▶ [Excerpts of bounding box data]
━━━━
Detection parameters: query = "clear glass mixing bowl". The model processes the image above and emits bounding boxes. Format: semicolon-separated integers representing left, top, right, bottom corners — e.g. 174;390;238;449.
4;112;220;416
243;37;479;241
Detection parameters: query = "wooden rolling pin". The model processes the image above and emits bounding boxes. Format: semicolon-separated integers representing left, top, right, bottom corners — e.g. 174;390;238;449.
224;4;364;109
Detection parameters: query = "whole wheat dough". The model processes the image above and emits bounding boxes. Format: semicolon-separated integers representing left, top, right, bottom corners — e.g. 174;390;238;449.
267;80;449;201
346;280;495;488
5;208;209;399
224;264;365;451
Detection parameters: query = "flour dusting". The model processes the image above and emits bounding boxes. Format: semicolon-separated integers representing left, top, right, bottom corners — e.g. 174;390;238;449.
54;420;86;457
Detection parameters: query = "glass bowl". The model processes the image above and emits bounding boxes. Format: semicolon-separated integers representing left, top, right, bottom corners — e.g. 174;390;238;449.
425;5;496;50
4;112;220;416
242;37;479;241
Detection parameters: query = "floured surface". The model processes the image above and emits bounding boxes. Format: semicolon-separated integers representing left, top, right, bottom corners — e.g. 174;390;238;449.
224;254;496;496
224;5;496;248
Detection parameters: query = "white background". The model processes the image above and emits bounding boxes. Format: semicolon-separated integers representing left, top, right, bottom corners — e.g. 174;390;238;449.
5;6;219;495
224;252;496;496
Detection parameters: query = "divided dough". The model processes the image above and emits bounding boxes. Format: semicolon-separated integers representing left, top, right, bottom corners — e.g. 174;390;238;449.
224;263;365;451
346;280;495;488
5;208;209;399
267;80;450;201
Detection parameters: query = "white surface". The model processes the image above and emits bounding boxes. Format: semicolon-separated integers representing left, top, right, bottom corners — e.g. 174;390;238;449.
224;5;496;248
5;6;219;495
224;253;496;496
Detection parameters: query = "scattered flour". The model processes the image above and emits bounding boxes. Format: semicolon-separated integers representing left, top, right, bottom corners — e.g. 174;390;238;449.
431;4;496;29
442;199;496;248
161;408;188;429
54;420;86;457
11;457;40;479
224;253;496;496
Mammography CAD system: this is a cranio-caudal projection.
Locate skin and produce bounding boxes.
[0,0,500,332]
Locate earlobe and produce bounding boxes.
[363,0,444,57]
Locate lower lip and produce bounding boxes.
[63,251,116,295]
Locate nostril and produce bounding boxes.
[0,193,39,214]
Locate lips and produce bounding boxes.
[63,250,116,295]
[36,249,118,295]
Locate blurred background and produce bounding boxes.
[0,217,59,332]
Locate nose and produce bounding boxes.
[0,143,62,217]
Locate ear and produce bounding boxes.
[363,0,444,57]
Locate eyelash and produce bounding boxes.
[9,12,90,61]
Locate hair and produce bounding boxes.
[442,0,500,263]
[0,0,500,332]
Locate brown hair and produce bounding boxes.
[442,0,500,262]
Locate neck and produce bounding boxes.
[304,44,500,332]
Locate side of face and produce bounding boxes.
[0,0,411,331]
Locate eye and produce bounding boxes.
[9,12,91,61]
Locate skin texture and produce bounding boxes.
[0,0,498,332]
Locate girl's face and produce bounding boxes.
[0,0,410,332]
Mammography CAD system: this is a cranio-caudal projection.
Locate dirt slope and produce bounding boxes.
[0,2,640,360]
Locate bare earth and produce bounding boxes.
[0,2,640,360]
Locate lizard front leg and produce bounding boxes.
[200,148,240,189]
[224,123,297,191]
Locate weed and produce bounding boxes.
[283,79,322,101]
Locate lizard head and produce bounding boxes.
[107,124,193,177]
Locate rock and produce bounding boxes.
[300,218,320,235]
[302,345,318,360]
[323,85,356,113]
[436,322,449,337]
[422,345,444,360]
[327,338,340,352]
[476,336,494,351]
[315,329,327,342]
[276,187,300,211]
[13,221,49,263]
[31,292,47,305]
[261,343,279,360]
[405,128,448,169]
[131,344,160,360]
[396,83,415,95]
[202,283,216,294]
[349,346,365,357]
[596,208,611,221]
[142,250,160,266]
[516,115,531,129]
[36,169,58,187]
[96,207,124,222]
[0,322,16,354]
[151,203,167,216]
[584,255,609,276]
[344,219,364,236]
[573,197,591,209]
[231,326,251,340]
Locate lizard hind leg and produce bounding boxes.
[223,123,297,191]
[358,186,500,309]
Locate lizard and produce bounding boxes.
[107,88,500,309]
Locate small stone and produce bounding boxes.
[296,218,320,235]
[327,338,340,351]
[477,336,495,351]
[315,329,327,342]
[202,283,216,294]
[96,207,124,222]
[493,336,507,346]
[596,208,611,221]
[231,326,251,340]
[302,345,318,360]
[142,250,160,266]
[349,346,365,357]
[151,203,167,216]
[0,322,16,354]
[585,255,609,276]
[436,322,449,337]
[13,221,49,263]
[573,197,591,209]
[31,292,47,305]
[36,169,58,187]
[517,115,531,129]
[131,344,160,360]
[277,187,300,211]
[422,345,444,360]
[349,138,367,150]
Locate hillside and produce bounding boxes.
━━━━
▶ [TO BE DONE]
Can you extract every one of the entries above, repeating each line exactly as it appears?

▶ [SOLUTION TO THIS PROBLEM]
Detection parameters: query = "clear glass mixing bowl". The model processes the image above and emits bounding boxes. Format: semicolon-separated integers representing left, top, right, bottom corners — e.g. 174;390;238;449.
4;112;220;416
243;37;479;241
Detection parameters: query = "wooden rolling pin". The model processes the image above and emits bounding boxes. Format: semicolon-separated integers representing left, top, right, bottom corners — e.g. 174;390;238;449.
224;4;364;109
Detection parameters: query = "whole wheat dough". The model processes the image above and emits bounding boxes. Format: semicolon-separated integers representing left, top, right, bottom corners — e.g. 174;390;238;449.
267;80;449;201
346;280;495;488
5;208;209;399
224;264;365;451
Detection parameters: query = "flour dusting". The model processes the image above and emits bounding boxes. Format: semicolon-separated integers representing left, top, right, bottom corners — e.g. 174;390;238;449.
54;420;86;457
Detection parameters: query = "glass bowl". The model processes the image above and emits bounding boxes. Format: semicolon-separated integers representing left, top, right, bottom corners — e.g. 174;390;238;449.
425;5;496;50
4;112;220;416
242;37;479;241
Detection parameters: query = "floured surface". The model processes the image above and emits bounding boxes. Format: semicolon-separated integers representing left, top, right, bottom corners — e.g. 174;390;238;449.
224;254;496;496
224;5;496;248
Detection parameters: query = "white background". The model processes the image above and emits bounding boxes. Format: semicolon-separated integers representing left, top, right, bottom corners — e.g. 174;390;238;449.
5;6;219;495
224;252;496;496
Detection parameters: query = "divided dough". The model processes the image above and emits bounding boxes. Format: semicolon-separated integers representing left, top, right, bottom corners — e.g. 174;390;238;449.
224;263;365;451
346;280;495;488
5;208;209;399
267;80;450;201
Detection parameters: query = "white surface". The model processes the image above and emits bounding boxes. Format: semicolon-separated integers representing left, top, right, bottom corners — e.g. 174;390;238;449.
224;5;496;248
5;6;219;495
224;253;496;496
Detection parameters: query = "scattered flour". The model processes the image above and emits bounding boxes. Format: semicolon-separated integers representing left, top, right, bottom corners — e.g. 174;390;238;449.
431;4;496;29
442;199;496;248
161;408;188;429
54;420;86;457
11;457;40;479
224;253;496;496
Mammography CAD system: this is a cranio-caudal projection.
Locate skin and produce bounding boxes.
[0,0,500,332]
Locate earlobe and produce bounding boxes.
[363,0,444,57]
Locate lower lip and produce bounding boxes.
[63,251,116,295]
Locate nostril and produce bounding boxes.
[0,193,39,214]
Locate lips and produce bounding boxes.
[63,250,116,295]
[36,249,118,295]
Locate blurred background and produce bounding boxes.
[0,217,59,332]
Locate nose and produce bounding boxes.
[0,143,62,217]
Locate ear and produce bounding boxes.
[363,0,444,57]
Locate eyelash and produce bounding boxes.
[9,12,90,61]
Locate hair and produce bounding boxes.
[442,0,500,263]
[0,0,500,332]
Locate brown hair and produce bounding boxes.
[442,0,500,262]
Locate neck and produce bounding boxes.
[304,44,500,332]
Locate side of face and produce bounding boxes.
[0,0,411,331]
Locate eye and produce bounding boxes.
[9,12,91,61]
Locate skin texture and produce bounding boxes.
[0,0,498,332]
Locate girl's face and produce bounding boxes.
[0,0,410,332]
Mammography CAD system: this is a cranio-caudal projection.
Locate dirt slope and produce bounding boxes.
[0,2,640,360]
Locate bare earth and produce bounding boxes.
[0,2,640,360]
Locate lizard front leg and produce bounding boxes.
[200,148,240,189]
[224,123,297,191]
Locate weed and produce bounding boxes.
[283,79,322,101]
Locate lizard head and produce bounding boxes.
[107,124,193,177]
Locate rock and produce bounding boxes.
[300,218,320,235]
[302,345,318,360]
[323,85,356,113]
[436,322,449,337]
[422,345,444,360]
[327,338,340,352]
[476,336,494,351]
[315,329,327,342]
[276,187,300,211]
[13,221,49,263]
[31,292,47,305]
[261,343,279,360]
[405,128,448,169]
[131,344,160,360]
[396,83,415,95]
[202,283,216,294]
[349,346,365,357]
[596,208,611,221]
[142,250,160,266]
[516,115,531,129]
[36,169,58,187]
[96,207,124,222]
[0,322,16,354]
[151,203,167,216]
[584,255,609,276]
[344,219,364,236]
[573,197,591,209]
[231,326,251,340]
Locate lizard hind leg and produce bounding boxes.
[223,123,297,191]
[358,186,500,309]
Locate lizard and produce bounding boxes.
[107,88,500,309]
Locate small stone and produce bounding boxes.
[296,218,320,235]
[327,338,340,351]
[477,336,495,351]
[315,329,327,342]
[202,283,216,294]
[96,207,124,222]
[493,336,507,346]
[596,208,611,221]
[231,326,251,340]
[302,345,318,360]
[142,250,160,266]
[349,346,365,357]
[151,203,167,216]
[0,322,16,354]
[585,255,609,276]
[436,322,449,337]
[13,221,49,263]
[573,197,591,209]
[31,292,47,305]
[36,169,58,187]
[517,115,531,129]
[131,344,160,360]
[277,187,300,211]
[422,345,444,360]
[349,138,367,150]
Locate hillside and produce bounding boxes.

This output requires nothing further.